§ **Work instruction**
Transcribe the records in full, keeping every word exactly as given.

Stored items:
BEGIN

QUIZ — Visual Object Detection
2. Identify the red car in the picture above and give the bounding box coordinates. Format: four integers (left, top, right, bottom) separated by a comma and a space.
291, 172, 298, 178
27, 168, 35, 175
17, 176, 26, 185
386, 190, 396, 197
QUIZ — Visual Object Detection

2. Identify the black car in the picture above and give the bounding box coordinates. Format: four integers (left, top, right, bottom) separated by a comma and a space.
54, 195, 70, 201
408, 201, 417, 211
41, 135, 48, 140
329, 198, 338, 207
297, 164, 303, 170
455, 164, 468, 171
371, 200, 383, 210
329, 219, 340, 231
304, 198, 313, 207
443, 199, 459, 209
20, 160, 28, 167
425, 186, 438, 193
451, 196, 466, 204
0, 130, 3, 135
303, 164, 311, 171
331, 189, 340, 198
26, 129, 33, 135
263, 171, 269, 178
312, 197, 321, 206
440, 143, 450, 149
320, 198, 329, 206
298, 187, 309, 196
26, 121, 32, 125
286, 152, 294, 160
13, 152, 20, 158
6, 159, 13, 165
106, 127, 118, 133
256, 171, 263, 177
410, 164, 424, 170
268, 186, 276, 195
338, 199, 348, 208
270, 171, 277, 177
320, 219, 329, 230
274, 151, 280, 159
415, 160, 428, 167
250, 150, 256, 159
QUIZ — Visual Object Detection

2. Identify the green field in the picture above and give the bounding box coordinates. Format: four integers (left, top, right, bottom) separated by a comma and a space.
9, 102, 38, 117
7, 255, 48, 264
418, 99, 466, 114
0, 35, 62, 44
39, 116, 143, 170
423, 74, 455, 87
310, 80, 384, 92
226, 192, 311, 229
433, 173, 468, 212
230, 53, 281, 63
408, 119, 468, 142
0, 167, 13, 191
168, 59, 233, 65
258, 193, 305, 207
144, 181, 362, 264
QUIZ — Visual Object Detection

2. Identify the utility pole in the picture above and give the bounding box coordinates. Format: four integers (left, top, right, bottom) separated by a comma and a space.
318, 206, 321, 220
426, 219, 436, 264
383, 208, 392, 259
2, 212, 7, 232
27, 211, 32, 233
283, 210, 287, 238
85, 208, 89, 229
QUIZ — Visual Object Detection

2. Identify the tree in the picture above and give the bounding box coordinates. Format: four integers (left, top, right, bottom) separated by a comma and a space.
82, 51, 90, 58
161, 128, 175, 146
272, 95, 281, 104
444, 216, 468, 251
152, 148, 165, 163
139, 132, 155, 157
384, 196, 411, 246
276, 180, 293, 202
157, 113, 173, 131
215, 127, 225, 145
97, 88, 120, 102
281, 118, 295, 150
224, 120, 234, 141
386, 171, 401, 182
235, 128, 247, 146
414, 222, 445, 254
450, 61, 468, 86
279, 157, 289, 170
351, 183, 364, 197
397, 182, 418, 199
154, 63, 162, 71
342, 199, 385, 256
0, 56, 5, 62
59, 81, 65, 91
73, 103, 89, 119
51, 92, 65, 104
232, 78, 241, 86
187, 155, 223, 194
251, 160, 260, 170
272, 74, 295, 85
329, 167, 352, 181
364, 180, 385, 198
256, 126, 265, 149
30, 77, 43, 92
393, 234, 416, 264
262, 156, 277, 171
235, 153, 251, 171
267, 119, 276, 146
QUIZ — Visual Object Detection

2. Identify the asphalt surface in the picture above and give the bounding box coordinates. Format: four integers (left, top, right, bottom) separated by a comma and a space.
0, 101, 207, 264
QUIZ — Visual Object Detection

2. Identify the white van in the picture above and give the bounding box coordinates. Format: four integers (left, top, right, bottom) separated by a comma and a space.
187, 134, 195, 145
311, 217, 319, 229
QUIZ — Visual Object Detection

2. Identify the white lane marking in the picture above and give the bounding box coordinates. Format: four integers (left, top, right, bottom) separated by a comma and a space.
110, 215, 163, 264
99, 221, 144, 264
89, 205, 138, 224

END

§ **Reply to the task**
QUIZ — Visual Object Detection
2. Identify the red car in the picture above and give the bounding box coordinates. Format: four integers (left, top, right, bottom) separated by a comma and a space.
291, 172, 298, 178
27, 168, 35, 175
17, 176, 26, 185
386, 190, 396, 197
QUIZ — Visual Object Detection

2. Identify the black car in the picture above and give the bounding box coordinates. Format: four integers (left, top, right, bottom) separated by a comma and a space.
54, 195, 70, 201
408, 201, 417, 211
41, 135, 48, 140
329, 198, 338, 207
297, 164, 303, 170
455, 164, 468, 171
371, 200, 383, 210
329, 219, 340, 231
304, 198, 313, 207
443, 199, 459, 209
20, 160, 28, 167
425, 186, 438, 193
451, 196, 466, 204
0, 130, 3, 135
303, 164, 311, 171
331, 189, 340, 198
26, 129, 33, 135
263, 171, 269, 178
312, 197, 321, 206
440, 143, 450, 149
320, 198, 329, 206
298, 187, 309, 196
26, 121, 32, 125
286, 152, 294, 160
13, 152, 20, 158
6, 159, 13, 165
106, 127, 118, 133
256, 171, 263, 177
410, 164, 424, 170
268, 186, 276, 195
338, 199, 348, 208
270, 171, 277, 177
320, 219, 329, 230
274, 151, 280, 159
415, 160, 428, 167
250, 150, 256, 159
QUIZ — Visual Object Detection

2. Identify the green field in the picture above and give the bounding box coordinates. Format: four integers (left, top, right, bottom) separated by a comma and a space.
9, 102, 38, 117
7, 255, 48, 264
418, 99, 466, 114
0, 35, 62, 44
39, 116, 143, 170
423, 74, 455, 87
310, 80, 384, 92
226, 192, 311, 229
433, 173, 468, 212
230, 53, 281, 63
408, 119, 468, 142
0, 167, 13, 191
168, 59, 233, 65
258, 193, 305, 207
144, 181, 362, 264
QUIZ — Visual Object Detection

2. Identify the utility pole in the picture above and give the bounding box coordinates. Format: four integers (left, top, right, bottom) separated by a comma and a space.
318, 206, 321, 220
426, 219, 436, 264
383, 208, 392, 259
2, 212, 7, 232
27, 211, 32, 233
283, 210, 287, 238
85, 208, 89, 229
QUIZ — Visual Object Detection

2. Identify the tree in the picture above and give the bounding box coordinates. Format: four integers (left, top, right, bottom) separated by a comma and a space.
82, 51, 90, 58
161, 128, 175, 146
272, 95, 281, 104
444, 216, 468, 251
152, 148, 165, 163
139, 132, 155, 157
384, 196, 411, 246
276, 180, 293, 202
157, 113, 173, 131
215, 127, 225, 145
97, 88, 120, 102
281, 118, 295, 150
224, 120, 234, 141
386, 171, 401, 182
235, 128, 247, 146
414, 222, 445, 254
450, 61, 468, 86
279, 157, 289, 170
351, 183, 364, 197
397, 182, 418, 199
154, 63, 162, 71
342, 199, 385, 256
0, 56, 5, 62
59, 81, 65, 91
73, 103, 89, 119
51, 92, 65, 104
232, 78, 241, 86
187, 155, 223, 194
251, 160, 260, 170
272, 74, 295, 85
329, 167, 352, 181
364, 180, 385, 198
256, 126, 265, 149
30, 77, 43, 92
393, 234, 416, 264
262, 156, 277, 171
235, 153, 251, 171
267, 119, 276, 146
QUIZ — Visual Object Detection

2. Identify the asphalt surface in the picture above and give the bounding box coordinates. Format: four integers (left, top, right, bottom) separated by a comma and a space.
0, 101, 207, 264
QUIZ — Visual Object Detection

2. Identify the white van in the picture above and give the bounding box coordinates. Format: four integers (left, top, right, bottom) separated by a comma and a space.
187, 134, 195, 145
311, 217, 319, 229
QUIZ — Visual Object Detection

2. Identify the white lane marking in the picture above and give the bounding box coordinates. Format: four integers (left, top, right, bottom) separated by a comma and a space.
110, 215, 163, 264
99, 221, 144, 264
89, 205, 138, 224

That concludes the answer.